# GIVEN PASSAGE:
We can imagine that if someone handed us a representation ring R(G) we
might eventually notice that it had a nice basis in which the structure
constants were nonnegative integers. And we might then realize that
lurking behind it was a category, Rep(G). And then all sorts of things
about it would become clearer....

Something similar like this seems to be happening with quantum groups!
Ignoring a lot of important technical details, let me just say that
quantum groups turn out have nice bases in which the structure constants
are nonnegative integers, and the reason is that lurking behind the
quantum groups are certain categories. What sort of categories?
Categories of "Lagrangian subvarieties of the cotangent bundles of
quiver varieties". Yikes! I don't think I'll explain *that* mouthful!
Let me just note that a quiver is itself a cute little category that you
cook up by taking a graph and thinking of the vertices as objects
and the edges as morphisms, like this:

o->-o->-o->-o->-o

If you do this to a graph that's the Dynkin diagram of a Lie group ----
see "week62" and the weeks following that --- then the fun starts!
Dynkin diagrams give Lie groups, but also quantum groups, and now it
turns out that they also give rise to certain categories of which the
quantum groups are decategoried, boiled-down versions.... I don't
understand all this, but I certainly intend to, because it's simply
amazing how a world of complex symmetry emerges from these Dynkin
diagrams.

For more on this stuff try the paper by Crane and Frenkel referred to in
"week38" and "week50". It suggests some amazing relationships between
this stuff and 4-dimensional topology....

Let me conclude by reminding you where I am in "the tale of n-categories"

# DATA SEGMENT:
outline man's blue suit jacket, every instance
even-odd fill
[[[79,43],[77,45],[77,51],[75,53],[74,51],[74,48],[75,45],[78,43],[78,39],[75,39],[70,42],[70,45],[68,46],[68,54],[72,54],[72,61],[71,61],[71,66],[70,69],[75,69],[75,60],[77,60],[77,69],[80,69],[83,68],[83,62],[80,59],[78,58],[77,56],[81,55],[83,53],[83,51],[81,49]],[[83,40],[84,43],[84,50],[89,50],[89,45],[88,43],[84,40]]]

# AIM:
Write out the part of the quantum groups passage that begins at the words "o->-o->-o->-o->-o" and stops after "and 4-dimensional topology....", with the wording unchanged.

# ANSWER IN FULL:
o->-o->-o->-o->-o

If you do this to a graph that's the Dynkin diagram of a Lie group ----
see "week62" and the weeks following that --- then the fun starts!
Dynkin diagrams give Lie groups, but also quantum groups, and now it
turns out that they also give rise to certain categories of which the
quantum groups are decategoried, boiled-down versions.... I don't
understand all this, but I certainly intend to, because it's simply
amazing how a world of complex symmetry emerges from these Dynkin
diagrams.

For more on this stuff try the paper by Crane and Frenkel referred to in
"week38" and "week50". It suggests some amazing relationships between
this stuff and 4-dimensional topology....